**What you are asked to do**: Only the lines from the one containing "of the meadow" through the end of the data below should be copied, each exactly as written and with both ends kept.

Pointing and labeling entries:
□ □ □ □ □ □ □

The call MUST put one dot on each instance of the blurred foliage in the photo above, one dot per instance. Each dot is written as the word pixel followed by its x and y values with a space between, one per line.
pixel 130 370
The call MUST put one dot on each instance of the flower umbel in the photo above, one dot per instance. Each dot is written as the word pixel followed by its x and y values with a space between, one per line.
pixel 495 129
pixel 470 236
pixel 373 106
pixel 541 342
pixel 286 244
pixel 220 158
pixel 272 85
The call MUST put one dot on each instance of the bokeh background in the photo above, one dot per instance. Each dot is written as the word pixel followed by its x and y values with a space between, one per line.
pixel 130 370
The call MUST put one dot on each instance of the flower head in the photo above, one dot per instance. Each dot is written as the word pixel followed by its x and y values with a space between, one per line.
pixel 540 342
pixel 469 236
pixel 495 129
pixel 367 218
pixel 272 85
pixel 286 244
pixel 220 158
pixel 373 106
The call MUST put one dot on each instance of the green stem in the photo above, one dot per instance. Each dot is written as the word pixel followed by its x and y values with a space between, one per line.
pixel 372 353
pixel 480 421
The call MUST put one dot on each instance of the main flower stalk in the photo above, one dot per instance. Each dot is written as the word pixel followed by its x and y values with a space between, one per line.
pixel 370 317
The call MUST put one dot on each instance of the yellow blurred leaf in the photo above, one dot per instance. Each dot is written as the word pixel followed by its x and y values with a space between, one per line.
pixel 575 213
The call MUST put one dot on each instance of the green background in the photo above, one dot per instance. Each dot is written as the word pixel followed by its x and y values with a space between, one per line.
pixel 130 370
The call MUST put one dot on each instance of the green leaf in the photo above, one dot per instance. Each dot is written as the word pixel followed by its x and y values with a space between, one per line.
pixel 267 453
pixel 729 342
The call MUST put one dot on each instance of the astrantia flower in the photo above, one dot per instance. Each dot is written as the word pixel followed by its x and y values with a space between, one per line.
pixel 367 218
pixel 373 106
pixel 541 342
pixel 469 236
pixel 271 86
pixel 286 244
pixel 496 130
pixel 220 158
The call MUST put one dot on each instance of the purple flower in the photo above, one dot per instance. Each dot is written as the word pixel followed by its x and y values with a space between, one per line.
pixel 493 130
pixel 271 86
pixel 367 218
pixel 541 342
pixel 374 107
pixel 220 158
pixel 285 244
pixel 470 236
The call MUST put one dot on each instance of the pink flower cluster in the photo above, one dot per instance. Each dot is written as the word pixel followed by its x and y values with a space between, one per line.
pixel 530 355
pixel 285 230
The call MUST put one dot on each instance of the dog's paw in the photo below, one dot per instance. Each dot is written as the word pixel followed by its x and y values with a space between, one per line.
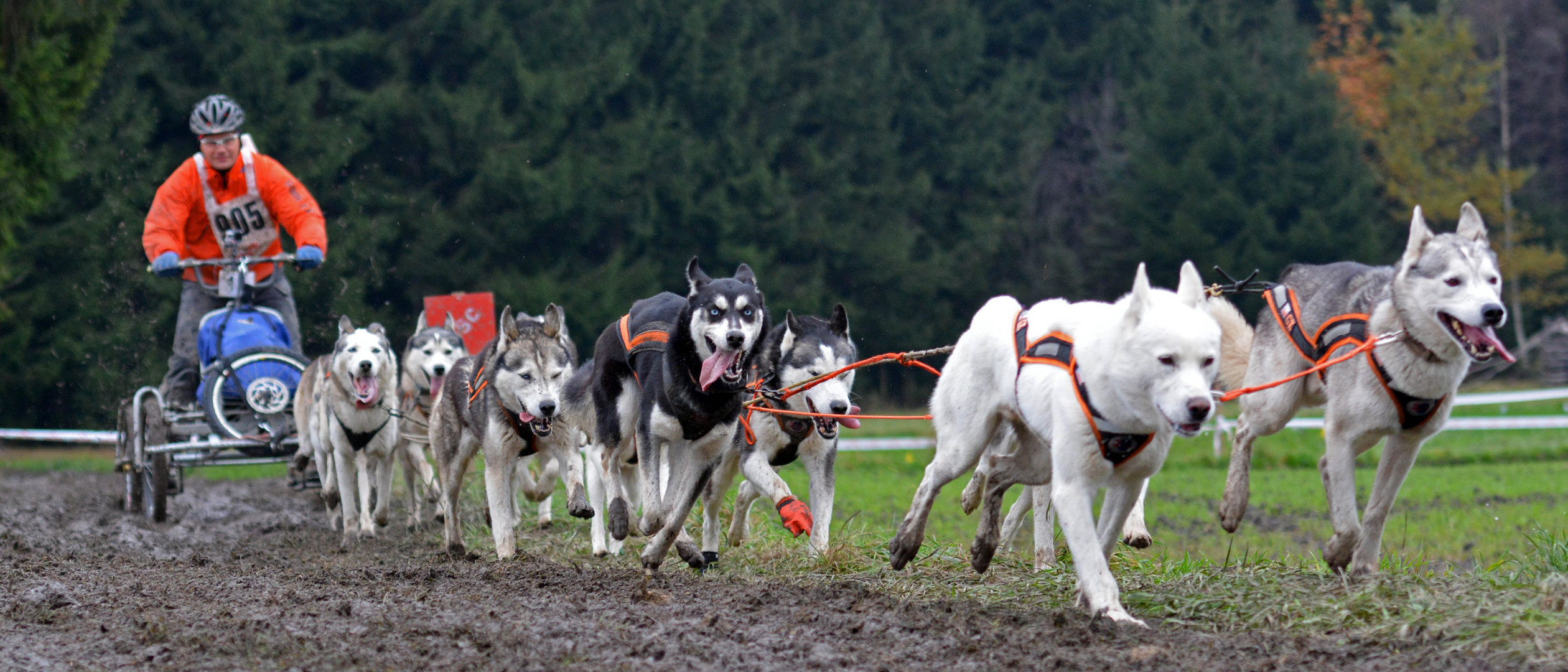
pixel 1341 547
pixel 1231 511
pixel 618 519
pixel 692 556
pixel 577 505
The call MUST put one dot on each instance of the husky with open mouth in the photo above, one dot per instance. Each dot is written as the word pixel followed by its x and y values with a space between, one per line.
pixel 668 385
pixel 795 352
pixel 344 423
pixel 430 353
pixel 1445 303
pixel 505 401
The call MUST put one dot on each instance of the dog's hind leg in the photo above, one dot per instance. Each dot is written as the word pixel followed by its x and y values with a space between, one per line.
pixel 1136 533
pixel 1015 518
pixel 1399 453
pixel 819 467
pixel 958 447
pixel 1045 528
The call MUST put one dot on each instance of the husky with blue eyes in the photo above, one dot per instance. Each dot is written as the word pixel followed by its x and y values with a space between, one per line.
pixel 794 353
pixel 668 383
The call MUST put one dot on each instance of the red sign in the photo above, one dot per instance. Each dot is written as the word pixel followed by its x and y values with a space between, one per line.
pixel 472 312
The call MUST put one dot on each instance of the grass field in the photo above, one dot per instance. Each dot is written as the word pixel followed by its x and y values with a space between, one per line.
pixel 1476 549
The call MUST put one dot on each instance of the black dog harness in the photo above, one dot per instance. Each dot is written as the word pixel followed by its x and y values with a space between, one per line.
pixel 1335 332
pixel 1056 350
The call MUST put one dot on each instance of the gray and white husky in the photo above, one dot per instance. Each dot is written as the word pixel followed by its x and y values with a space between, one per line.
pixel 342 419
pixel 1092 394
pixel 792 353
pixel 1443 300
pixel 504 400
pixel 430 353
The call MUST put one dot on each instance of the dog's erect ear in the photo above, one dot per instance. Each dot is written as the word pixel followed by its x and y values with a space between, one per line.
pixel 1472 226
pixel 791 331
pixel 507 328
pixel 1419 235
pixel 554 320
pixel 1141 298
pixel 1190 286
pixel 695 278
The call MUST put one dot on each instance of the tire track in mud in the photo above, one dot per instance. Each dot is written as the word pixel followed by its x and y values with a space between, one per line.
pixel 248 576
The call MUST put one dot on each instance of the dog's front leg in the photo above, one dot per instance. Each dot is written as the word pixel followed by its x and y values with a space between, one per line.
pixel 1399 455
pixel 1071 497
pixel 1045 528
pixel 499 477
pixel 714 500
pixel 1136 531
pixel 1338 469
pixel 819 467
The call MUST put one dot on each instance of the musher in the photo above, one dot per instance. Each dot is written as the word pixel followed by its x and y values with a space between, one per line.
pixel 223 189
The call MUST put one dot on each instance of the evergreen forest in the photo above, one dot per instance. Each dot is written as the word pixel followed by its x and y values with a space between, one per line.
pixel 907 159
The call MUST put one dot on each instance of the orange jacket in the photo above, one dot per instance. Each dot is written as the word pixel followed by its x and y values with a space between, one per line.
pixel 178 222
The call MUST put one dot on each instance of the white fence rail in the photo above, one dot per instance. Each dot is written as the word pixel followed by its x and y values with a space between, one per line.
pixel 1490 422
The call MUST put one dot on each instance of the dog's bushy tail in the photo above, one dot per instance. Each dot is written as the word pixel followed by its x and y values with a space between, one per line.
pixel 1236 343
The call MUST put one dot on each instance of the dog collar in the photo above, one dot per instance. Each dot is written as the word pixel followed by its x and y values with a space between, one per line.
pixel 1056 350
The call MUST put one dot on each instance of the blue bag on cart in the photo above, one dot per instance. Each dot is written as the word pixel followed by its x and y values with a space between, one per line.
pixel 228 331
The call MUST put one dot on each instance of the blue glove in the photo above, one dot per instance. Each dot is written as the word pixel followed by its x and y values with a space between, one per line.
pixel 308 258
pixel 168 265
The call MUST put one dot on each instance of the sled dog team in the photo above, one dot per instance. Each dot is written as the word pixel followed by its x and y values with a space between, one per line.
pixel 1065 398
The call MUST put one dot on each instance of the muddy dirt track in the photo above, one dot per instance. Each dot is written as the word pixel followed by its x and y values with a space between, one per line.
pixel 248 577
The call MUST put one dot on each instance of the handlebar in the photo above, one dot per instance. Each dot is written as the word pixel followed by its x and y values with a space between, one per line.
pixel 231 261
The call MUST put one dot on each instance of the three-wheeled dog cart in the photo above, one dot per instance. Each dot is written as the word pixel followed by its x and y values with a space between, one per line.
pixel 245 401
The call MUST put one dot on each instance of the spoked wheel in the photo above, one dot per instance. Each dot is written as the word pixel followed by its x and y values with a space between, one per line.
pixel 250 394
pixel 124 459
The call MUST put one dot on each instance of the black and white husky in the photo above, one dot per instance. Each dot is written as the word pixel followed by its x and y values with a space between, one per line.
pixel 794 353
pixel 430 353
pixel 504 401
pixel 344 423
pixel 668 385
pixel 1443 300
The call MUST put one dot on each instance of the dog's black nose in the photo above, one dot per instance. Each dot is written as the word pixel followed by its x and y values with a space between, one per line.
pixel 1198 408
pixel 1491 314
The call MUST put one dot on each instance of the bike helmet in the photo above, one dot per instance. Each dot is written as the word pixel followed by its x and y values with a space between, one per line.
pixel 217 115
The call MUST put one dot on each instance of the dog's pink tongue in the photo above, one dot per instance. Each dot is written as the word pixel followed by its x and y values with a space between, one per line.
pixel 714 365
pixel 852 423
pixel 1488 336
pixel 366 389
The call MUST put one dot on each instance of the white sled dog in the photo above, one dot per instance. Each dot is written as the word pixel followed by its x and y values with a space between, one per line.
pixel 504 401
pixel 1092 392
pixel 792 353
pixel 344 425
pixel 430 353
pixel 1443 300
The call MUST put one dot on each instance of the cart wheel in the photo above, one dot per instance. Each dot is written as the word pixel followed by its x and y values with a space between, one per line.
pixel 124 456
pixel 156 488
pixel 236 404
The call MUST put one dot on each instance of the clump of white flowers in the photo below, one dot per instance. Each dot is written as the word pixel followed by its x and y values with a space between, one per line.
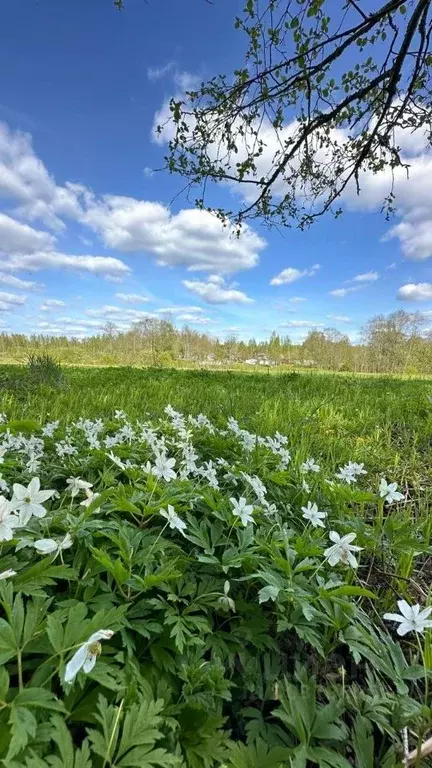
pixel 85 657
pixel 342 550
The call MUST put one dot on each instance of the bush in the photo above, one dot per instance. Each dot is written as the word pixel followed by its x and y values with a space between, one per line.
pixel 44 370
pixel 169 599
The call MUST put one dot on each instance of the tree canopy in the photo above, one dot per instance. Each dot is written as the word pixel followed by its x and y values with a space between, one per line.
pixel 324 93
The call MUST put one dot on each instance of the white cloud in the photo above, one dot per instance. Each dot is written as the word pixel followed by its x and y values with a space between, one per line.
pixel 341 292
pixel 215 291
pixel 114 313
pixel 415 292
pixel 366 277
pixel 66 321
pixel 51 304
pixel 291 274
pixel 16 237
pixel 301 324
pixel 412 190
pixel 195 239
pixel 10 300
pixel 16 282
pixel 173 310
pixel 340 318
pixel 103 266
pixel 132 298
pixel 195 319
pixel 157 73
pixel 24 178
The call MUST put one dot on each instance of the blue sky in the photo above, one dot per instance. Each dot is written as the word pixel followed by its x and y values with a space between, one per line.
pixel 85 222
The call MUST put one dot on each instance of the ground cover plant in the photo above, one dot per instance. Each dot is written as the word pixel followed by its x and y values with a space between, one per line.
pixel 180 590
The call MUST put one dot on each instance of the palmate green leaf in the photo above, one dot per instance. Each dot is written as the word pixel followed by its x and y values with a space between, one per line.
pixel 348 591
pixel 139 736
pixel 327 758
pixel 23 728
pixel 69 758
pixel 8 646
pixel 104 741
pixel 4 683
pixel 31 580
pixel 38 698
pixel 258 755
pixel 363 743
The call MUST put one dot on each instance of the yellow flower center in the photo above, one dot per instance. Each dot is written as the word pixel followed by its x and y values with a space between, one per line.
pixel 94 649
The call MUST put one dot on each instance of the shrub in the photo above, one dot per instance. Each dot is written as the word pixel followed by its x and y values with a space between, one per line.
pixel 169 598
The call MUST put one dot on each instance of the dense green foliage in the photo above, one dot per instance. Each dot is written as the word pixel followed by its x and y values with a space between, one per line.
pixel 395 343
pixel 221 638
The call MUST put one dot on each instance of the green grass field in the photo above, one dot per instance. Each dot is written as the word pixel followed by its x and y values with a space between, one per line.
pixel 230 632
pixel 384 421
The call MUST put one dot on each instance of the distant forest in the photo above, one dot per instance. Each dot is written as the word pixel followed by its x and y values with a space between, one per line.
pixel 395 343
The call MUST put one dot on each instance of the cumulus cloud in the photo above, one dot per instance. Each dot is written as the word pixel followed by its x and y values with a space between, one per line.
pixel 16 237
pixel 157 73
pixel 412 190
pixel 215 291
pixel 413 200
pixel 173 310
pixel 195 319
pixel 192 238
pixel 340 318
pixel 51 304
pixel 415 292
pixel 25 180
pixel 291 274
pixel 102 266
pixel 366 277
pixel 16 282
pixel 114 313
pixel 132 298
pixel 10 300
pixel 339 293
pixel 301 324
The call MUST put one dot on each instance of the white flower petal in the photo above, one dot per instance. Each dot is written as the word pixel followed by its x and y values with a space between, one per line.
pixel 89 663
pixel 75 664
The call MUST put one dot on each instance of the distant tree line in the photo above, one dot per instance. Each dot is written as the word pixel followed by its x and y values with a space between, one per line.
pixel 395 343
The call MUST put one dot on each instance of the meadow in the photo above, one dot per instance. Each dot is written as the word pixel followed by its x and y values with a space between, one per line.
pixel 214 569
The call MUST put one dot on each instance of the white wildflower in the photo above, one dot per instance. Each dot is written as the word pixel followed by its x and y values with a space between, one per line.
pixel 389 492
pixel 163 468
pixel 86 655
pixel 28 500
pixel 411 618
pixel 309 466
pixel 174 521
pixel 8 521
pixel 91 497
pixel 243 510
pixel 116 460
pixel 342 550
pixel 346 474
pixel 312 514
pixel 76 485
pixel 49 429
pixel 7 574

□ □ □ □ □ □ □

**Response for this exercise**:
The call MUST put one dot on each instance of the meadow in the photo above, one dot per instance. Each dot is written as the word pixel followed by its x and y values with a space between, one per line.
pixel 214 569
The call MUST put one dot on each instance of the white wildflower in the photo above, one dot per instance. Each dot is written as the word pixel followed by its x and y values with a space between, one per line.
pixel 389 492
pixel 163 468
pixel 86 655
pixel 28 500
pixel 411 618
pixel 309 466
pixel 174 521
pixel 8 521
pixel 91 497
pixel 243 510
pixel 116 460
pixel 342 550
pixel 346 474
pixel 312 514
pixel 76 485
pixel 49 429
pixel 7 574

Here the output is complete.